# PROBLEM
Leave the pictures out and give every entry again exactly.

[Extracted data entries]
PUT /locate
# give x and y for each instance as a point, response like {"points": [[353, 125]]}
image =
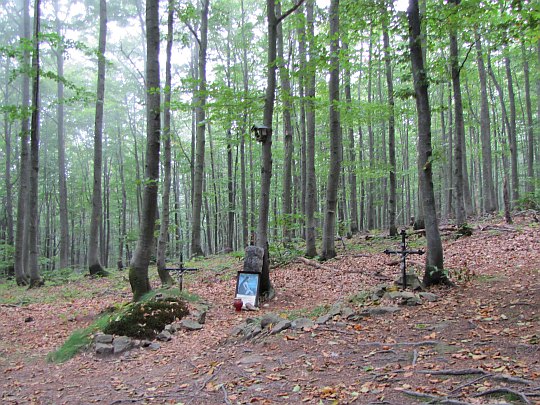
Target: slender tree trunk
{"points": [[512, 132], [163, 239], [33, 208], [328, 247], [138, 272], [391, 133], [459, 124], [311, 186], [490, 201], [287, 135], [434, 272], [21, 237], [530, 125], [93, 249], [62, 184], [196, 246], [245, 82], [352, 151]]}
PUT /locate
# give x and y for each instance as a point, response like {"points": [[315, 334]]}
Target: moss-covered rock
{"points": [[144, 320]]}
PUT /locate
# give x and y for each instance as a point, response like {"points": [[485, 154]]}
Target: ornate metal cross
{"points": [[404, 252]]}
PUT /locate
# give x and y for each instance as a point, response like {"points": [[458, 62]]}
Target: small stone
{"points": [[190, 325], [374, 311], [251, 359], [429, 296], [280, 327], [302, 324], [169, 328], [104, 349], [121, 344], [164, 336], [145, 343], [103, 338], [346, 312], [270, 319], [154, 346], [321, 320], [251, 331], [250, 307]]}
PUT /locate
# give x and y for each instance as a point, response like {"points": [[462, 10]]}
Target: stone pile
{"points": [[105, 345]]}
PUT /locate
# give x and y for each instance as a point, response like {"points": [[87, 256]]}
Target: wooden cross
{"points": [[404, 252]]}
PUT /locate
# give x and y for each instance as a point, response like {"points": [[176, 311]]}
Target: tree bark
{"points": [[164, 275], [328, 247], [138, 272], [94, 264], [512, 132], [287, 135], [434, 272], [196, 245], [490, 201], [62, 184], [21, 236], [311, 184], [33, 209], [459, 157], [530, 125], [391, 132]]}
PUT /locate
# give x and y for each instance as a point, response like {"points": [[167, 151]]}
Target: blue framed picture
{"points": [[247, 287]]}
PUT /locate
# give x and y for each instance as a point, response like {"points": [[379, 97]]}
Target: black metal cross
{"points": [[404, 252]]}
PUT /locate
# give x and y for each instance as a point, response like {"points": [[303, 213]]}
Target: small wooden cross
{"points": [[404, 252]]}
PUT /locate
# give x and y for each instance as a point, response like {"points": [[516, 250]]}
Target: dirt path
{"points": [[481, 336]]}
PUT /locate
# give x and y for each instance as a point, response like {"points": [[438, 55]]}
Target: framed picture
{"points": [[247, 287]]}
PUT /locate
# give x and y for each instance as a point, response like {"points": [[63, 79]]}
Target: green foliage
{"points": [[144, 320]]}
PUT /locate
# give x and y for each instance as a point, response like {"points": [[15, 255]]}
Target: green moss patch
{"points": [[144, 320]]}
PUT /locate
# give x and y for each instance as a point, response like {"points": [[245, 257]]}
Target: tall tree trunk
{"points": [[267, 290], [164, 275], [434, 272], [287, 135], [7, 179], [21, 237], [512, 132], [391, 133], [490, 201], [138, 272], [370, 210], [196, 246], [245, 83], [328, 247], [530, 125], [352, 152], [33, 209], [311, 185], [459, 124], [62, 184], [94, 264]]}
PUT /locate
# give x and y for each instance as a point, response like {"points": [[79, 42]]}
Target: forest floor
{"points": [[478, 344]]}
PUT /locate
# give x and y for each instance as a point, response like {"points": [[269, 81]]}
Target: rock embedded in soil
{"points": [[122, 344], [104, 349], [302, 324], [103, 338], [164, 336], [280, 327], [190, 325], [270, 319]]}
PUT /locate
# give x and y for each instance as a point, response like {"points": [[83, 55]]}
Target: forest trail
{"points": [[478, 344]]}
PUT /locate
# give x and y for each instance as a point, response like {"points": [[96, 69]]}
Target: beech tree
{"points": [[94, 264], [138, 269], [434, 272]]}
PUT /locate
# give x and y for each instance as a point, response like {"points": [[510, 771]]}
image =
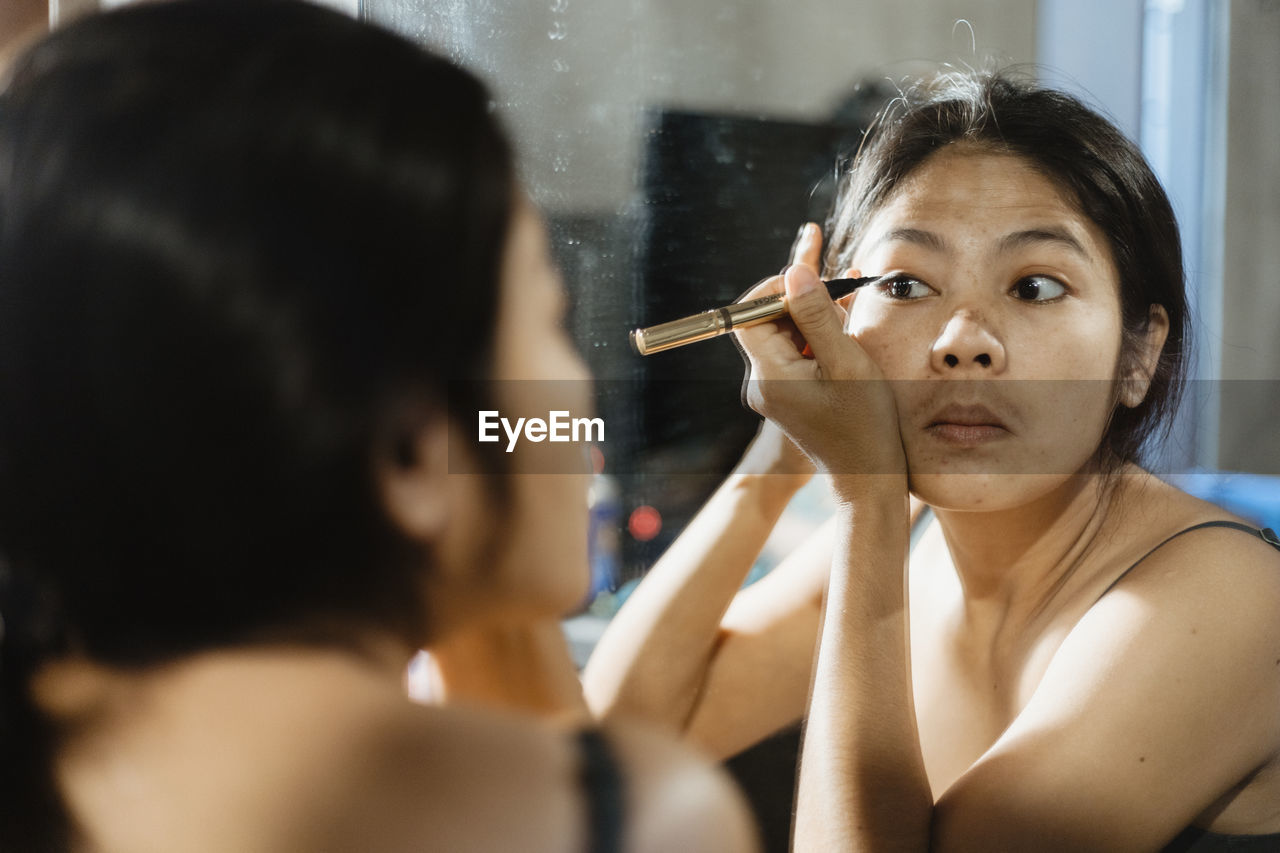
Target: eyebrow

# OUTPUT FOR THIS TASK
PUT /locate
# give x and y for each instance as a point, response like {"points": [[353, 125]]}
image =
Target: slender tree trunk
{"points": [[512, 132], [163, 239], [33, 208], [328, 247], [138, 272], [391, 133], [459, 124], [311, 186], [490, 201], [287, 135], [434, 272], [21, 237], [530, 125], [93, 249], [62, 184], [196, 246], [245, 82], [352, 151]]}
PUT /locate
# give x and y for each instance as a point, response like {"points": [[315, 334]]}
Target: moss-covered rock
{"points": [[144, 320]]}
PUT /locate
# give x and y for each instance as a point, response like {"points": [[485, 154]]}
Target: ornate metal cross
{"points": [[404, 252]]}
PUT /locate
# give x and y for each instance as a point, response like {"points": [[458, 62]]}
Target: small stone
{"points": [[190, 325], [374, 311], [251, 359], [429, 296], [280, 327], [302, 324], [169, 328], [104, 349], [121, 344], [164, 336], [145, 343], [103, 338], [346, 312], [270, 319], [154, 346], [321, 320], [251, 331], [250, 307]]}
PUT /locate
# give x and y for each instance as a point, response like {"points": [[462, 10]]}
Target: stone pile
{"points": [[105, 345]]}
PUT /locate
# give x and y for each instance as a point, response like {"points": [[87, 256]]}
Target: wooden cross
{"points": [[404, 252]]}
PUT /locate
# give x and y for each instance as a point, response like {"points": [[176, 311]]}
Target: tree bark
{"points": [[164, 275], [328, 247], [138, 272], [94, 264], [512, 132], [287, 135], [434, 272], [196, 245], [490, 201], [62, 184], [21, 236], [311, 184], [33, 209], [459, 157], [530, 125], [391, 132]]}
PUT /locate
# give x and y for each instance as a point, response like {"points": [[167, 151]]}
Target: blue framed picture
{"points": [[247, 287]]}
PUT /locate
# give x and y for each instance as a point, response like {"points": [[379, 97]]}
Target: black metal cross
{"points": [[404, 252]]}
PUT /locate
# give x and y for each instance as a point, response like {"points": [[303, 213]]}
Target: small wooden cross
{"points": [[404, 252]]}
PUT /locate
# give x and y for each instance as a point, response like {"points": [[516, 250]]}
Target: dirt path
{"points": [[481, 336]]}
PUT /locate
# give x and y for each instance as a point, response like {"points": [[438, 55]]}
Target: framed picture
{"points": [[247, 287]]}
PUT /locate
# give x and y for each instance as a point, response like {"points": [[63, 79]]}
Target: green foliage
{"points": [[144, 320]]}
PUT /locate
# give x and y for each instance as a point, response like {"points": [[15, 255]]}
Target: green moss patch
{"points": [[144, 320]]}
PUT /locate
# give x and y for each instance as a point, response like {"points": [[245, 257]]}
Target: tall tree trunk
{"points": [[267, 290], [164, 275], [434, 272], [287, 135], [7, 179], [21, 237], [512, 132], [391, 133], [490, 201], [138, 272], [370, 210], [196, 246], [245, 83], [328, 247], [530, 125], [352, 152], [33, 209], [311, 185], [459, 124], [62, 184], [94, 264]]}
PUT /locate
# give x and y for each instance as a point, response like {"points": [[79, 42]]}
Target: forest floor
{"points": [[478, 344]]}
PUT /locate
# give x and y for each instance as a point, response like {"points": [[269, 81]]}
Target: rock embedded in soil
{"points": [[122, 344], [104, 349], [302, 324], [103, 338], [164, 336], [280, 327], [190, 325], [270, 319]]}
PUT /locate
# give x and y for each instance as a point, response like {"points": [[83, 55]]}
Target: forest trail
{"points": [[478, 344]]}
PUT /locate
# give x and y for each instance as a point, response like {"points": [[96, 69]]}
Target: beech tree
{"points": [[94, 264], [138, 269], [434, 272]]}
PUT /locate
# give x and y for each instance as a point, response like {"points": [[510, 771]]}
image =
Target: eyebrow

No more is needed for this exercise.